◆ Work instructions ◆
In the records below, find each line with the word "elbow" and copy it.

* * *

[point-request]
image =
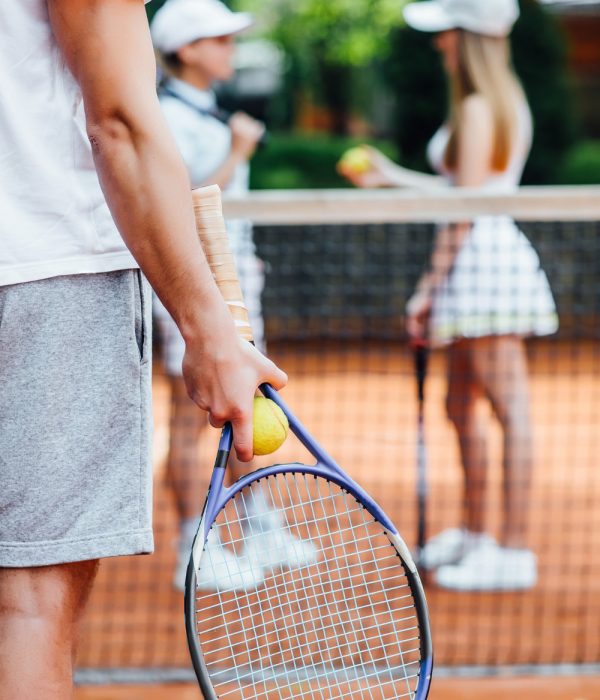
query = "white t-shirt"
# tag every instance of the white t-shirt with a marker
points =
(53, 216)
(204, 142)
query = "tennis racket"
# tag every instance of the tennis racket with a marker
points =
(299, 585)
(421, 356)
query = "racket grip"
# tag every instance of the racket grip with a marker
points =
(212, 232)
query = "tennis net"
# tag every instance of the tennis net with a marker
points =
(339, 269)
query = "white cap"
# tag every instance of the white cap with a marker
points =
(490, 17)
(179, 22)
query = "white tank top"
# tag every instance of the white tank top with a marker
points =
(504, 181)
(54, 219)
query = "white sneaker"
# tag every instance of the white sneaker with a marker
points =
(450, 546)
(276, 547)
(490, 567)
(220, 569)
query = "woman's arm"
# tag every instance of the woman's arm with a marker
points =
(106, 44)
(474, 156)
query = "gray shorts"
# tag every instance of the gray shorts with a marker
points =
(75, 419)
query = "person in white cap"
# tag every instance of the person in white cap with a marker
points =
(195, 41)
(484, 290)
(92, 189)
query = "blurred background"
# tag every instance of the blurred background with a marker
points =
(326, 75)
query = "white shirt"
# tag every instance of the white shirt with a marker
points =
(204, 142)
(54, 219)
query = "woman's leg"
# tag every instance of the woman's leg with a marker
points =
(500, 364)
(461, 405)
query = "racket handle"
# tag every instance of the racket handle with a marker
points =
(210, 225)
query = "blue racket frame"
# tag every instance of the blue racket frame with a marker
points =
(326, 467)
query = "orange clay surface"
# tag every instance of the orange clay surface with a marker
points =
(360, 402)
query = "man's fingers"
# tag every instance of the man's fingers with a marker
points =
(276, 377)
(242, 438)
(215, 422)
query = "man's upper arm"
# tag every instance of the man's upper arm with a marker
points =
(107, 46)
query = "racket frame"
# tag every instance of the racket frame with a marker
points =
(327, 468)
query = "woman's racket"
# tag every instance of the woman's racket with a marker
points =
(299, 585)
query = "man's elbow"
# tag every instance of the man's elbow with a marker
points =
(112, 129)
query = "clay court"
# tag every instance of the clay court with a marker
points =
(367, 418)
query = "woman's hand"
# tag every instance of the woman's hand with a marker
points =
(418, 311)
(379, 173)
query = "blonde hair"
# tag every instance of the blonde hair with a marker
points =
(485, 69)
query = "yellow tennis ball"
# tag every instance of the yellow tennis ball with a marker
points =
(356, 160)
(270, 426)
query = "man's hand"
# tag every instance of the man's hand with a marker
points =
(225, 385)
(246, 133)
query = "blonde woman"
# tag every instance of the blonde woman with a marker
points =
(484, 290)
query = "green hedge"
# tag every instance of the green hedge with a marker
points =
(303, 161)
(582, 164)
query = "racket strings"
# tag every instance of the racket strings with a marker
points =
(341, 626)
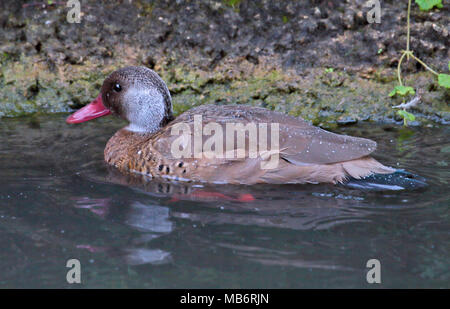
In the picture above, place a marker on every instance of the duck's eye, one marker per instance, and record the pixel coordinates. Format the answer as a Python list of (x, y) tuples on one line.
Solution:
[(117, 88)]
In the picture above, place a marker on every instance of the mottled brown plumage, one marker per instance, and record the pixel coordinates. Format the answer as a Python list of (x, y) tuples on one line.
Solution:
[(307, 154)]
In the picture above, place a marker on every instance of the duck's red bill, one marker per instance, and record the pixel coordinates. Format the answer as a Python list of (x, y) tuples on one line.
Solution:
[(91, 111)]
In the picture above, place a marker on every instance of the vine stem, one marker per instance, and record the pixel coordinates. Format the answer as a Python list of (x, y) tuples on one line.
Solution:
[(399, 69), (408, 28)]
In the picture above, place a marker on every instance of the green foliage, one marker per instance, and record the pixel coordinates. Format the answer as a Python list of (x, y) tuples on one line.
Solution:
[(444, 80), (402, 91), (426, 5)]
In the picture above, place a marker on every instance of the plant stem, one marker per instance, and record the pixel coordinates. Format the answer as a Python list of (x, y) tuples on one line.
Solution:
[(423, 63), (407, 29), (399, 68)]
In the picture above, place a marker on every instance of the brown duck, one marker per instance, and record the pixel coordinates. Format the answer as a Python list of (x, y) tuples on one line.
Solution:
[(306, 154)]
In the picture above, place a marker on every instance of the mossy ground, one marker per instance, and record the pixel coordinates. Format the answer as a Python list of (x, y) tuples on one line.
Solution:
[(327, 97)]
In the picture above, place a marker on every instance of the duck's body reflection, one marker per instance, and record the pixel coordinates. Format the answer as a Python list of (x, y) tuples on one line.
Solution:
[(160, 206)]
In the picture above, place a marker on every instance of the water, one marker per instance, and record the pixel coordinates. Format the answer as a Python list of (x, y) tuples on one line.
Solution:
[(59, 201)]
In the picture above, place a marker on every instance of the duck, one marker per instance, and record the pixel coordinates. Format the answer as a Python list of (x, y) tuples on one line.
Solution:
[(157, 144)]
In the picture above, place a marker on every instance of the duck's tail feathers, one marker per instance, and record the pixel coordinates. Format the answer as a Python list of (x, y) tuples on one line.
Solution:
[(399, 180)]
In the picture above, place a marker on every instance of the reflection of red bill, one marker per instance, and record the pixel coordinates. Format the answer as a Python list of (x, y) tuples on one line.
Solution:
[(212, 196), (91, 111)]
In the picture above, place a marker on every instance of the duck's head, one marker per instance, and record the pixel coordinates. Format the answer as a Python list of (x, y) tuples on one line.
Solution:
[(136, 94)]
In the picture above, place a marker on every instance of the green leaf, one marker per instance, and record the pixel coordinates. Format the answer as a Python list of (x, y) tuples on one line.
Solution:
[(402, 91), (444, 80), (405, 115), (426, 5)]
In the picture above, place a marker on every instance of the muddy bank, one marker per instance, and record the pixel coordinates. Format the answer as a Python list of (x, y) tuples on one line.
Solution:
[(318, 59)]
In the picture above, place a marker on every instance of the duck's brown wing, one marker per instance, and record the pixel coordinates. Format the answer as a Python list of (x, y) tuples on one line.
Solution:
[(299, 142)]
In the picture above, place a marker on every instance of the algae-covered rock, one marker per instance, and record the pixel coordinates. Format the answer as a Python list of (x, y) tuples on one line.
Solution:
[(325, 64)]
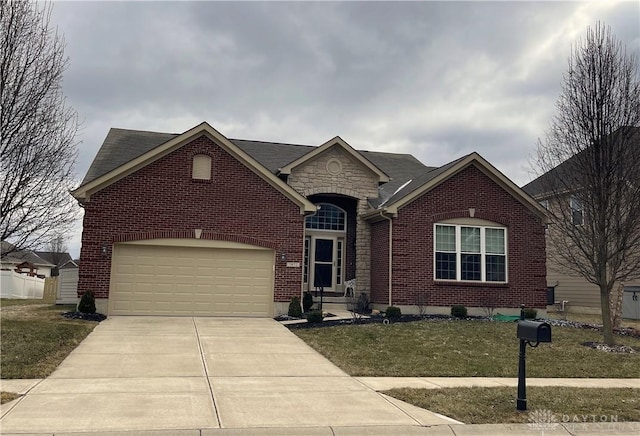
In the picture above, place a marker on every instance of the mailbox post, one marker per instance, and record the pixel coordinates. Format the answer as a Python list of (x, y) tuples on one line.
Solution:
[(531, 333)]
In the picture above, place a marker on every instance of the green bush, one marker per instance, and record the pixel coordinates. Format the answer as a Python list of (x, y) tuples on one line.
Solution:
[(362, 305), (87, 303), (307, 301), (295, 310), (314, 316), (458, 311), (393, 312)]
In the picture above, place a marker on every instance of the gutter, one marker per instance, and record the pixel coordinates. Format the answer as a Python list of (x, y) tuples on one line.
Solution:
[(383, 215)]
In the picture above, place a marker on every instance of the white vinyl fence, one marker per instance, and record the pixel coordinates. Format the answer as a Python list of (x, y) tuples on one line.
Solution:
[(14, 285)]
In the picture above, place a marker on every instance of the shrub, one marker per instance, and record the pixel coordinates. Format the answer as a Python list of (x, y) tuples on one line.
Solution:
[(362, 306), (393, 312), (295, 310), (530, 313), (307, 301), (87, 303), (314, 316), (458, 311)]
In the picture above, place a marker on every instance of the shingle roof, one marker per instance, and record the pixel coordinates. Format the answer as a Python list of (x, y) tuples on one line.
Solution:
[(537, 188), (11, 255), (122, 145), (415, 183), (54, 258)]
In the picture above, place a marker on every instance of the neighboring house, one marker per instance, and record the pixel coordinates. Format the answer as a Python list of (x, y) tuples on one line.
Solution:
[(199, 224), (568, 290), (12, 258), (59, 260)]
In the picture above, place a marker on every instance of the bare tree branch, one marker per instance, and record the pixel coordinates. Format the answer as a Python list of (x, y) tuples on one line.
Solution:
[(37, 128), (590, 158)]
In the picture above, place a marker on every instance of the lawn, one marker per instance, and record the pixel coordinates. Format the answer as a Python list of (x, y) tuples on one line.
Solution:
[(498, 405), (465, 348), (35, 338)]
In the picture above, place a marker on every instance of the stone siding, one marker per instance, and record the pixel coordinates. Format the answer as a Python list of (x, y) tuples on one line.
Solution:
[(321, 175)]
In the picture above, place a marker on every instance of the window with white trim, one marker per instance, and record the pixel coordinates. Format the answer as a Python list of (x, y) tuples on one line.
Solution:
[(328, 217), (470, 253), (577, 212), (201, 169)]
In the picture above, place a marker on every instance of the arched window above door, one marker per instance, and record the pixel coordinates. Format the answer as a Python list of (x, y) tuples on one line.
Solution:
[(328, 217)]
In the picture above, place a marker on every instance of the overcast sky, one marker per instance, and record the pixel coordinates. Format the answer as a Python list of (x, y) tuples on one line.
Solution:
[(434, 79)]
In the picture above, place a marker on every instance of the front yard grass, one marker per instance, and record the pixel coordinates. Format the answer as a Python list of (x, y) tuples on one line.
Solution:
[(35, 338), (478, 405), (466, 348)]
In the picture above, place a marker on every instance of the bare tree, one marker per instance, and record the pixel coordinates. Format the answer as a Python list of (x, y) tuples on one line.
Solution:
[(37, 128), (589, 167)]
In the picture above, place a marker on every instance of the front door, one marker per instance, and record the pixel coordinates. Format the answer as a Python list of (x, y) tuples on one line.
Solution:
[(323, 262)]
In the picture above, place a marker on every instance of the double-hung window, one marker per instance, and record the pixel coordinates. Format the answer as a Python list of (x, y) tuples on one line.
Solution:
[(470, 253)]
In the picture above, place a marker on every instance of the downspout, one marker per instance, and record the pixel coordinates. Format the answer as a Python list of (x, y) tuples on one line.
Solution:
[(390, 253)]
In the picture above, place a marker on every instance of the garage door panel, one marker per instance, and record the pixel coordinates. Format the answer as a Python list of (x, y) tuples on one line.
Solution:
[(169, 280)]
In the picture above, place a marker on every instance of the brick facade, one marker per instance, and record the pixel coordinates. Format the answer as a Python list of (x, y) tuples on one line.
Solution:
[(413, 244), (162, 200)]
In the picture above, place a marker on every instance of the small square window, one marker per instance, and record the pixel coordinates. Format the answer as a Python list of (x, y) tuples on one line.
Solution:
[(201, 169)]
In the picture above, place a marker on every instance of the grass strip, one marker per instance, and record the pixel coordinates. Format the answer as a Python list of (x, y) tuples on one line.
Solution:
[(481, 405), (5, 397), (467, 348), (36, 341)]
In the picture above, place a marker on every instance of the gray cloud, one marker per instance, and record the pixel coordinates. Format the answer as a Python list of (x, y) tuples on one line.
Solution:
[(435, 79)]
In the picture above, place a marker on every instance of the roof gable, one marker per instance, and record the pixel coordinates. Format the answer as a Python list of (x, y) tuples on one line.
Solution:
[(158, 151), (336, 142), (429, 180)]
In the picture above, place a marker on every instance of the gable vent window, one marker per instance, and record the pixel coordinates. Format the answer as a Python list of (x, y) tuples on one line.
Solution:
[(201, 167), (470, 253)]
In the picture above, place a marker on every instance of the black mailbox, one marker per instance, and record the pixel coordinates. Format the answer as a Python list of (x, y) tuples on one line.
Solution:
[(534, 331)]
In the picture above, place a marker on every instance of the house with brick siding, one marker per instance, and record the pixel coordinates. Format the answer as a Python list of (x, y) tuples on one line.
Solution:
[(200, 224)]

* * *

◆ Expected answer ◆
query = "man's elbow"
# tag every instance of the man's elbow with a marker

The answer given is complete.